Problem statement:
For the copy, please give all of the data again exactly and leave the pictures out.

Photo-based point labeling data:
━━━━

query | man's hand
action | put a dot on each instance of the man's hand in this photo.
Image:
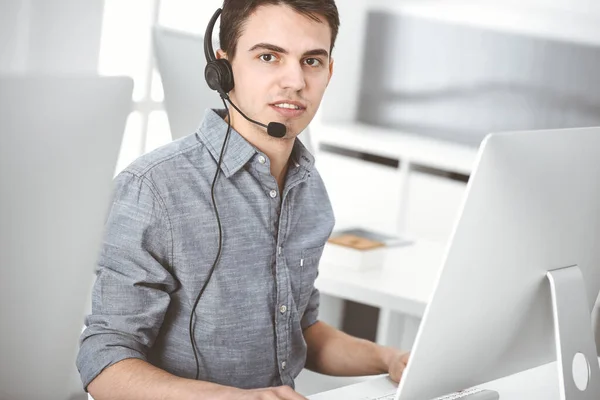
(274, 393)
(397, 364)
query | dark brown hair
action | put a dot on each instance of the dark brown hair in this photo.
(236, 12)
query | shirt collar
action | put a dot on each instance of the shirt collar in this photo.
(212, 134)
(239, 151)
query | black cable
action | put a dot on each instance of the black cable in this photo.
(212, 193)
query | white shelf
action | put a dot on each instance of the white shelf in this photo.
(574, 21)
(397, 145)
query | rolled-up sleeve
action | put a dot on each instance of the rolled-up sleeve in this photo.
(133, 285)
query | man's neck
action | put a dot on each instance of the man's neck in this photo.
(277, 150)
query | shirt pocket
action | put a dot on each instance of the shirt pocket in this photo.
(303, 267)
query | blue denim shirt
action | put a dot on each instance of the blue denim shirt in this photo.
(161, 240)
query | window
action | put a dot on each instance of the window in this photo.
(126, 49)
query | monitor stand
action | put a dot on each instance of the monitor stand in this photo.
(575, 346)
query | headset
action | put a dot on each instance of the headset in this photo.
(219, 77)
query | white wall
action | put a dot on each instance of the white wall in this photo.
(50, 36)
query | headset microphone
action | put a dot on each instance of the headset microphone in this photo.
(219, 77)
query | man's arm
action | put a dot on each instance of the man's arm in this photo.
(134, 379)
(333, 352)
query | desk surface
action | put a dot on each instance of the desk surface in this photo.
(404, 283)
(535, 384)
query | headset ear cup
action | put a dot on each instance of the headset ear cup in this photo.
(213, 76)
(227, 82)
(219, 76)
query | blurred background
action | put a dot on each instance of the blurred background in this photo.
(417, 86)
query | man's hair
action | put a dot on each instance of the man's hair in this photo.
(236, 12)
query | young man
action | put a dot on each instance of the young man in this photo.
(255, 326)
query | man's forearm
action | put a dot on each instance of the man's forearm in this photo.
(133, 379)
(333, 352)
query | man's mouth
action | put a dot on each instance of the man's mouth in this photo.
(288, 106)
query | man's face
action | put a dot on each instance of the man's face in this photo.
(281, 68)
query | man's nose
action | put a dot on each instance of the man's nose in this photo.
(293, 77)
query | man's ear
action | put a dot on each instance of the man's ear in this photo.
(221, 54)
(330, 71)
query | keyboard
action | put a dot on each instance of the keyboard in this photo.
(452, 396)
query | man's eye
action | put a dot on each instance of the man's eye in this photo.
(312, 62)
(267, 57)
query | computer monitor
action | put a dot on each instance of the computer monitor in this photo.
(59, 142)
(180, 60)
(532, 206)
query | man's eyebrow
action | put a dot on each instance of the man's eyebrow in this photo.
(267, 46)
(317, 52)
(277, 49)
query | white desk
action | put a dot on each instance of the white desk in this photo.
(401, 288)
(404, 283)
(536, 384)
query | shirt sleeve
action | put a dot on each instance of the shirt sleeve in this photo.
(311, 314)
(133, 280)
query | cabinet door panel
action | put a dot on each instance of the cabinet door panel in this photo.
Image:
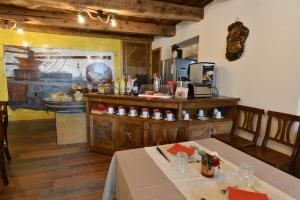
(102, 132)
(166, 133)
(129, 134)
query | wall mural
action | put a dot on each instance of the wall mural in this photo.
(32, 73)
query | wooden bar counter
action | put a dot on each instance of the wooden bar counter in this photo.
(109, 133)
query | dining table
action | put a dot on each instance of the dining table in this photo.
(144, 173)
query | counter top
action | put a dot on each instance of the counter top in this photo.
(170, 100)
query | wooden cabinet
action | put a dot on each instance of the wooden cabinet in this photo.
(102, 133)
(136, 57)
(158, 133)
(129, 133)
(109, 133)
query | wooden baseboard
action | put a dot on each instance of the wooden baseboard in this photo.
(29, 126)
(32, 121)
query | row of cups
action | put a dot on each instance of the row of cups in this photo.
(133, 112)
(215, 114)
(201, 114)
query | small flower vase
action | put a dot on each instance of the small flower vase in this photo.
(207, 172)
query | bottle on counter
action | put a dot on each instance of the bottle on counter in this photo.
(135, 89)
(129, 85)
(116, 87)
(122, 85)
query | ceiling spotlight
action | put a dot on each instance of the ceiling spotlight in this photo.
(20, 31)
(80, 18)
(113, 21)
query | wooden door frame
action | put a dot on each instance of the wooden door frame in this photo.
(154, 50)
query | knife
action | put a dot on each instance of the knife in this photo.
(162, 153)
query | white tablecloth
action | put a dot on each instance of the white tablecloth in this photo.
(194, 186)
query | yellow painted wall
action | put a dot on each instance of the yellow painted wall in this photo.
(8, 37)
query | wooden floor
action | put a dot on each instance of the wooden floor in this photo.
(40, 169)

━━━━

Solution to this exercise:
query | man's hand
action | put a dot on each instance of the man's hand in this photo.
Image:
(274, 393)
(397, 364)
query | dark brown hair
action | put a dot on each instance of the dark brown hair in this photo.
(236, 12)
query | shirt collar
action | put a dot on each instance of the shirt collar in this photo.
(212, 134)
(239, 151)
query | black cable
action | put a dot on each instance of the black cable in this photo.
(212, 193)
query | white shelf
action | put a dot on each instance of the white shelf in this photo.
(574, 21)
(397, 145)
query | rolled-up sleeve
action | put a dot on each instance of the rolled-up sleeve in this photo.
(133, 285)
query | man's neck
action | put a dot on each instance of the man's neck in this photo.
(277, 150)
query | shirt pocket
action | put a dot on each instance of the shirt pocket in this photo.
(303, 267)
query | blue denim shirt
action | put a dot on each instance of the blue denim shirt in this photo.
(161, 240)
query | window
action | put a dot on each instance of the window in this photo.
(126, 49)
query | monitor stand
action | put a dot on each instance of the monitor stand in this photo.
(575, 346)
query | headset
action | put a dot on each instance of the headset in this photo.
(219, 77)
query | white wall
action | put a dot on each instance of the white wall in this photo.
(50, 36)
query | headset microphone
action | put a dot on each instance of the headset microphone in this photo.
(219, 77)
query | man's arm
action | put a dot on each instance of the man's arm in this photo.
(134, 379)
(333, 352)
query | desk surface
action | put a dot on each instance of the desk surface in this photo.
(404, 283)
(535, 384)
query | headset ear cup
action | put a dot on each instance of the headset ear cup in this photo.
(213, 76)
(227, 82)
(219, 76)
query | blurred background
action | put a dot on each instance of the blurred background in this photo.
(417, 86)
query | man's hair
action | put a dot on each instance of the man's hair in this photo.
(236, 12)
query | young man
action | put a dot on each instance of the young man in this photo.
(255, 326)
query | man's forearm
action | put a dot on each instance of the man's forearm in this photo.
(133, 379)
(333, 352)
query | man's mouth
action | put a dot on each instance of the man's mouth in this photo.
(288, 106)
query | man's face
action | put a dot on each instance of the man's face in this photo.
(281, 68)
query | man's nose
action | put a dot on each instance of the man's nose in this photo.
(293, 77)
query | man's ear
action | put a dot on each instance of the man's ear in this photo.
(221, 54)
(330, 71)
query | keyboard
action | put a dot on each instance of the keyboard in this photo.
(452, 396)
query | man's eye
action | put a dot on each instance of the man's eye in this photo.
(312, 62)
(267, 57)
query | computer monitor
action | put a dot on each instance of the computer monitor in this photo.
(59, 142)
(180, 60)
(532, 206)
query | man's eyebrow
action | put a dot on each instance of the man's eyebrow in this photo.
(267, 46)
(317, 52)
(277, 49)
query | white desk
action | put a dot on each instance of the white desk in this photo.
(401, 288)
(404, 283)
(536, 384)
query | shirt sleeve
action | put a dot on each instance of the shirt sleeve in this photo.
(311, 314)
(133, 280)
query | cabinet door panel
action | put a dot on each instance of the cabinet door panel in this photo.
Image:
(102, 132)
(166, 133)
(129, 134)
query | wall mural
action | put a dot on each instance of the wall mural in this photo.
(32, 73)
query | wooden bar counter
action | put a dot on each instance of the wooden bar counter in this photo.
(109, 133)
query | dining table
action | put a dot on each instance of the dining table in this photo.
(144, 173)
query | counter top
action | put a dot on each instance of the counter top in this photo.
(170, 100)
query | wooden cabinet
action | put a dot on each instance of the wooden cabinet in this photo.
(102, 133)
(136, 57)
(158, 133)
(129, 133)
(109, 133)
query | wooden baseboard
action | put a dot on each instance of the wooden baseboard in this photo.
(29, 126)
(32, 121)
query | row of cups
action | put a dot on each instance of the row of cups in this photo.
(133, 112)
(215, 114)
(201, 114)
query | small flower vase
action | put a dot on each instance of the small flower vase in this photo.
(207, 172)
query | bottle on counter
action | put a dot on each instance of the bottle on counter in this photo.
(135, 89)
(129, 85)
(116, 87)
(122, 85)
query | ceiling spotlight
action | put a dot on each instance of the ceiling spotlight in this photo.
(20, 31)
(80, 18)
(113, 21)
query | wooden door frame
action | put a dot on each instance of the wooden door frame in this photo.
(154, 50)
query | knife
action | put a dot on each instance of the knife in this photo.
(162, 153)
query | white tablecloth
action | put a dot on each instance of the white tablecloth in this photo.
(194, 186)
query | yellow painted wall
action | put a dot on each instance of the yellow painted wall in this photo.
(8, 37)
query | wooden floor
action | put a dot on each instance of the wooden floor in this photo.
(40, 169)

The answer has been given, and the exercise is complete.